Lines of data

## BEGIN

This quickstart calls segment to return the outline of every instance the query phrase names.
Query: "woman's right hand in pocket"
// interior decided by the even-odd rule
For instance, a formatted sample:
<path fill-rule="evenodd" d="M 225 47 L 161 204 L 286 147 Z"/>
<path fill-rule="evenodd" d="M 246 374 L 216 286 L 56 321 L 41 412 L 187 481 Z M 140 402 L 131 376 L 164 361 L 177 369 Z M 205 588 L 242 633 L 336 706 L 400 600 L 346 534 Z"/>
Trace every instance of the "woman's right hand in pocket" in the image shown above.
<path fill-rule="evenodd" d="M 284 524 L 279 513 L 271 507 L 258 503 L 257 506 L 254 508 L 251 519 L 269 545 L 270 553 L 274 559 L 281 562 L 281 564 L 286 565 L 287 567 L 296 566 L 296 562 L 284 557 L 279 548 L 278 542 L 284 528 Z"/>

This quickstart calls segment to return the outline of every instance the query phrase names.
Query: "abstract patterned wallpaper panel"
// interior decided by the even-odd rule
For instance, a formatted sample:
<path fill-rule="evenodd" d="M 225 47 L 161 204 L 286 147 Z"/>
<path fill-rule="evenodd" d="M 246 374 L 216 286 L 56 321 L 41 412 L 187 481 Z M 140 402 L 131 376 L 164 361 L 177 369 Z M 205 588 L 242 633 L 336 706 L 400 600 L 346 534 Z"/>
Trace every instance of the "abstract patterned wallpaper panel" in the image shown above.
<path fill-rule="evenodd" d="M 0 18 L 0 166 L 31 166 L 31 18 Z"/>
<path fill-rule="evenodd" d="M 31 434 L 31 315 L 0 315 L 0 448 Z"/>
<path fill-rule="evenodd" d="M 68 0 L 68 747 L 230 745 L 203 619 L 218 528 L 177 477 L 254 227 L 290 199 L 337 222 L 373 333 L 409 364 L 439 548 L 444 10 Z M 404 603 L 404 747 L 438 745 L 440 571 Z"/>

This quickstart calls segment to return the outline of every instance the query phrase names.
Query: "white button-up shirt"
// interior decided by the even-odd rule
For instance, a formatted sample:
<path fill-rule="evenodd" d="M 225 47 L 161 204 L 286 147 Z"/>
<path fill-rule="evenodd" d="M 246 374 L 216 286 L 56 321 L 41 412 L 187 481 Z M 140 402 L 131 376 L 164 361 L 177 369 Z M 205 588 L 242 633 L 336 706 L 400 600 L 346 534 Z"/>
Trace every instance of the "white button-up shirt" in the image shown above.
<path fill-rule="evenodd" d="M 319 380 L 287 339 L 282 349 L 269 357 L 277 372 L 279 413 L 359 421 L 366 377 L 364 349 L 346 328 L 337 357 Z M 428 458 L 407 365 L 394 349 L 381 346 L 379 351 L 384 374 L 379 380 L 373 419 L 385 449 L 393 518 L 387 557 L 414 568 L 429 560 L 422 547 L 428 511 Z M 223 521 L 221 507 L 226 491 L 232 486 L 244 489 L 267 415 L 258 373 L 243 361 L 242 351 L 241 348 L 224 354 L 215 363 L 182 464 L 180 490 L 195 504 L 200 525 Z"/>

## END
## BEGIN

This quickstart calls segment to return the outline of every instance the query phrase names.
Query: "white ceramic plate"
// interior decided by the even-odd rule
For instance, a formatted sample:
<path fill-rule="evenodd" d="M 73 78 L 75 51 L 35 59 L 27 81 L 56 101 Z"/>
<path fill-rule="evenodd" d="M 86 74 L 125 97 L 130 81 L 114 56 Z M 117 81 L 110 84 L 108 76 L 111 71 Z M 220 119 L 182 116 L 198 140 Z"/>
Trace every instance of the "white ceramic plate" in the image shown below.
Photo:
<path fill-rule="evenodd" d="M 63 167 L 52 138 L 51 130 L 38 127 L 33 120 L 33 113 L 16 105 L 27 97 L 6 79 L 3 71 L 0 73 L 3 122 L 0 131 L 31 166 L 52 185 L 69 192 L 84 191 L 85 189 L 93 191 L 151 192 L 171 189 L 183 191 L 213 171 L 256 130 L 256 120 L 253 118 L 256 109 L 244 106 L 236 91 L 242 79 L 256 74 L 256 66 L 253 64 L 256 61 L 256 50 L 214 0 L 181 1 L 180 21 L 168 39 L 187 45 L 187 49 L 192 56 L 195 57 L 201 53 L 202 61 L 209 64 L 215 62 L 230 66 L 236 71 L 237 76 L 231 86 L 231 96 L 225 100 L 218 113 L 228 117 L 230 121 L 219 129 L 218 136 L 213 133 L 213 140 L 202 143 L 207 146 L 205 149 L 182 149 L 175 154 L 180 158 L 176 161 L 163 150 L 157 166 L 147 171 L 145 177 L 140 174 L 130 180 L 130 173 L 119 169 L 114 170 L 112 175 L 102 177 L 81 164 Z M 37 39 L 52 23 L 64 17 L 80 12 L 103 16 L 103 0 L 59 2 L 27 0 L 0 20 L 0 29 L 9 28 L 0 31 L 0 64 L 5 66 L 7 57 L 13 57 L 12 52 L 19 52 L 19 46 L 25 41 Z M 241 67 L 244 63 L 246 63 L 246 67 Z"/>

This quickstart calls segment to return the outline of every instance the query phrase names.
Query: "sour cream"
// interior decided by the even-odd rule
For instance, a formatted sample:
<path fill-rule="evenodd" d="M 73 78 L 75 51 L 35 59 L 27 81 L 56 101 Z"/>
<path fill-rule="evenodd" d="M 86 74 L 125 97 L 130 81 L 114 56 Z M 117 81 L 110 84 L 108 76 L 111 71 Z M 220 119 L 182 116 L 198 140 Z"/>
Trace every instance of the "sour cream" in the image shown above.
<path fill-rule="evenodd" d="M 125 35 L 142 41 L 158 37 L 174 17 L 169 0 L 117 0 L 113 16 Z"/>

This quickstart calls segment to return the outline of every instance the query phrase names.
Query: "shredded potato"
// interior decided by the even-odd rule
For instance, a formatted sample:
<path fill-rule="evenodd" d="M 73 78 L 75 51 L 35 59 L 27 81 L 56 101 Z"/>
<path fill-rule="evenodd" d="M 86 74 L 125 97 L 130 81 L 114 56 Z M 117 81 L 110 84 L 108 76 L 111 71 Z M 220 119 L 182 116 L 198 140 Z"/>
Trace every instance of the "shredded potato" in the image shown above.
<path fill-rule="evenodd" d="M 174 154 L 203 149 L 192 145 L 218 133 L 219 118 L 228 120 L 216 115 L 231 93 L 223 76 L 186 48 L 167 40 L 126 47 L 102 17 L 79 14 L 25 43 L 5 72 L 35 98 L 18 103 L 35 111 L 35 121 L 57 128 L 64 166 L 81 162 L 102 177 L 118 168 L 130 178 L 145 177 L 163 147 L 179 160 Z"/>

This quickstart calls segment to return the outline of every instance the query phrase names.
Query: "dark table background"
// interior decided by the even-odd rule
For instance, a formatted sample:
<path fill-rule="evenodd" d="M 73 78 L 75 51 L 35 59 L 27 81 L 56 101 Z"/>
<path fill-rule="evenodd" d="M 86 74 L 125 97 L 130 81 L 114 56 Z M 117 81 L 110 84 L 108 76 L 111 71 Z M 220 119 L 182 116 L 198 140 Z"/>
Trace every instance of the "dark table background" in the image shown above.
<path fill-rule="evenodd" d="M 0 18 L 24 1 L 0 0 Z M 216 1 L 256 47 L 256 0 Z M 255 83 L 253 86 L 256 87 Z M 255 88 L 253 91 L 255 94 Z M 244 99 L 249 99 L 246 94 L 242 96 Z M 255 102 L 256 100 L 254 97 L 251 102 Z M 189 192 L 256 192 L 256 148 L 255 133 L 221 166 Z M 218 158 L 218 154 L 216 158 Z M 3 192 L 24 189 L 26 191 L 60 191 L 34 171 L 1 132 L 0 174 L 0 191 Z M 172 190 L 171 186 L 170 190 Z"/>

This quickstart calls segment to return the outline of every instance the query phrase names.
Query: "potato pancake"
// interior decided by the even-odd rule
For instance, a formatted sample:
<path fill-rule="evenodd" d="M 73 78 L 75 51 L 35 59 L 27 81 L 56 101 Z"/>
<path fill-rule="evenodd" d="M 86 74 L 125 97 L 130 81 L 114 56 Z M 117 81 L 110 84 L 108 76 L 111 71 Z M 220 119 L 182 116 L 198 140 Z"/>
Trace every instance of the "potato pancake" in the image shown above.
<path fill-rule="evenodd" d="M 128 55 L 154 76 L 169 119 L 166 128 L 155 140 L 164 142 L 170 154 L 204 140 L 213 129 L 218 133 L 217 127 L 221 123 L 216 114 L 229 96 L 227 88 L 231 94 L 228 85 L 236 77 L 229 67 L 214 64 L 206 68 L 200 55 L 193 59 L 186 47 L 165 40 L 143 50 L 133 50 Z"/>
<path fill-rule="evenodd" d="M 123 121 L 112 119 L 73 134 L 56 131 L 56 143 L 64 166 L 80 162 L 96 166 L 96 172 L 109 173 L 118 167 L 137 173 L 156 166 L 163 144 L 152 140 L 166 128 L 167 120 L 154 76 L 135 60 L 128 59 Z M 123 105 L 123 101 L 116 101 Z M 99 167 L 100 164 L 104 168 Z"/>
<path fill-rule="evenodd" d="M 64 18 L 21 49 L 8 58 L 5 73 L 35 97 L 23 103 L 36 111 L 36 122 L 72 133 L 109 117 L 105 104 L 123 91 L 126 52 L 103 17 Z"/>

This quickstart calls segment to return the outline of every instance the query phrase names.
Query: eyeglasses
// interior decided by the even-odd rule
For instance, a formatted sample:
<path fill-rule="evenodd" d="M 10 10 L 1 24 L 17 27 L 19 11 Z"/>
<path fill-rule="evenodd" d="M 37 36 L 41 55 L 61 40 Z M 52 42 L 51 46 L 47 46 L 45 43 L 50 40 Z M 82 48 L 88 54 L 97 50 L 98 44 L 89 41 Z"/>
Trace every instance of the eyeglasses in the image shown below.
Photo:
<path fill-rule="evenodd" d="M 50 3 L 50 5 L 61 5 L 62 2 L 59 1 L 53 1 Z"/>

## END
## BEGIN

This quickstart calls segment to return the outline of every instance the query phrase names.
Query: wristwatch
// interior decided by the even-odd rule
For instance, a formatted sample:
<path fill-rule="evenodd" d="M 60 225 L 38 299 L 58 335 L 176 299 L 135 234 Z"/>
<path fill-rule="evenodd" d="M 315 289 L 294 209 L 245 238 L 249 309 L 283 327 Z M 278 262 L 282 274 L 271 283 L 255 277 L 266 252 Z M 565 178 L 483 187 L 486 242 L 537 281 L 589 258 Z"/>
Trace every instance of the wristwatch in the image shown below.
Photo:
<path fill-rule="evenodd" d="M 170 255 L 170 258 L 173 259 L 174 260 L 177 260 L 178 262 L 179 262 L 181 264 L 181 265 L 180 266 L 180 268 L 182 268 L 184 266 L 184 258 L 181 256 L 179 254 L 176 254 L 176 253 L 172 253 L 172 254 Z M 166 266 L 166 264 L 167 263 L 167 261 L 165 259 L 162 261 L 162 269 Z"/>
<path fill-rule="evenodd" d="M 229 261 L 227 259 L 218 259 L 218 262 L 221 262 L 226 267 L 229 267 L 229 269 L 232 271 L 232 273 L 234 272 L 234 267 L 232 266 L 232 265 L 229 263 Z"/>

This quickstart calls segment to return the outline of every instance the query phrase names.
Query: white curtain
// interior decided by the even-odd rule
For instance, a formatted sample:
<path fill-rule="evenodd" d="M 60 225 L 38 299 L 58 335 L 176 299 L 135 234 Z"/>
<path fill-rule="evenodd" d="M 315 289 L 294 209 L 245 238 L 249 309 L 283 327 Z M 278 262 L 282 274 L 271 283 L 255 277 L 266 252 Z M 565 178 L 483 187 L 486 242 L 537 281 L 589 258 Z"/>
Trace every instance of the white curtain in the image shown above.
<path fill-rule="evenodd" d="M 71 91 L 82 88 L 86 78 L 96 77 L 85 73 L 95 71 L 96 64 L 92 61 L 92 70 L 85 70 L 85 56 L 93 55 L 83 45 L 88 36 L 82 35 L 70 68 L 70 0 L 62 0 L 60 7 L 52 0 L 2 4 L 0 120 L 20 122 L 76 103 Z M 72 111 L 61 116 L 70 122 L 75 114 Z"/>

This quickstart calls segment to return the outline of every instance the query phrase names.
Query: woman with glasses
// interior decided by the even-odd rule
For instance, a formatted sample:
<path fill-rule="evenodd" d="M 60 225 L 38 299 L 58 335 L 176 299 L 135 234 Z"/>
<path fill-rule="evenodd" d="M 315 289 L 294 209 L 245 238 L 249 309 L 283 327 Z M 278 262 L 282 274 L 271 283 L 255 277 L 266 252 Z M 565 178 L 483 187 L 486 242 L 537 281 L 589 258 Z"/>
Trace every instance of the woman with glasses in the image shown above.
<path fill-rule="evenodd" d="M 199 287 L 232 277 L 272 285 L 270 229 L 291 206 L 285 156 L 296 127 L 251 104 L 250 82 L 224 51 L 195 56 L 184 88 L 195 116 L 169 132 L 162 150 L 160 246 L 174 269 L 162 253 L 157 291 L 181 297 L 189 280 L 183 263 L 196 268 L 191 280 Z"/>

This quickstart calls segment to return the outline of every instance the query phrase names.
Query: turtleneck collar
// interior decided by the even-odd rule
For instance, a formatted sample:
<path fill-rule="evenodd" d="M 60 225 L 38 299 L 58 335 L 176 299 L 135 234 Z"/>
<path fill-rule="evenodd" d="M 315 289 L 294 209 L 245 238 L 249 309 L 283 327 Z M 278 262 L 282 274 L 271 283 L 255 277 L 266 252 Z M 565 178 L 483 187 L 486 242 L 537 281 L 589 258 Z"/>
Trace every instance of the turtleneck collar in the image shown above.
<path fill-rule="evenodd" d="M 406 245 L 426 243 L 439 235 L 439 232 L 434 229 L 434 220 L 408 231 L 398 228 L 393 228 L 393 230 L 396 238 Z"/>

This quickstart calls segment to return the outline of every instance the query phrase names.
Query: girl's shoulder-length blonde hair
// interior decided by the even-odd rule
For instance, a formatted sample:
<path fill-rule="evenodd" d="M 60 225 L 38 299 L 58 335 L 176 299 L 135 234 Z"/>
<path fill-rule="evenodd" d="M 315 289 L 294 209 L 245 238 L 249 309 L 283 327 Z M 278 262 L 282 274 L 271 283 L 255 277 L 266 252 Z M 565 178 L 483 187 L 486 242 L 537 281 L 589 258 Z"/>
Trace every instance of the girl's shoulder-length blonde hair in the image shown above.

## END

**WHAT IS NEEDED:** Pick out every line in the records above that contains the word "curtain", paying attention to uppercase and lowercase letters, and copy each one.

**RIGHT ANSWER:**
Query: white curtain
Trace every instance of the white curtain in the image shown above.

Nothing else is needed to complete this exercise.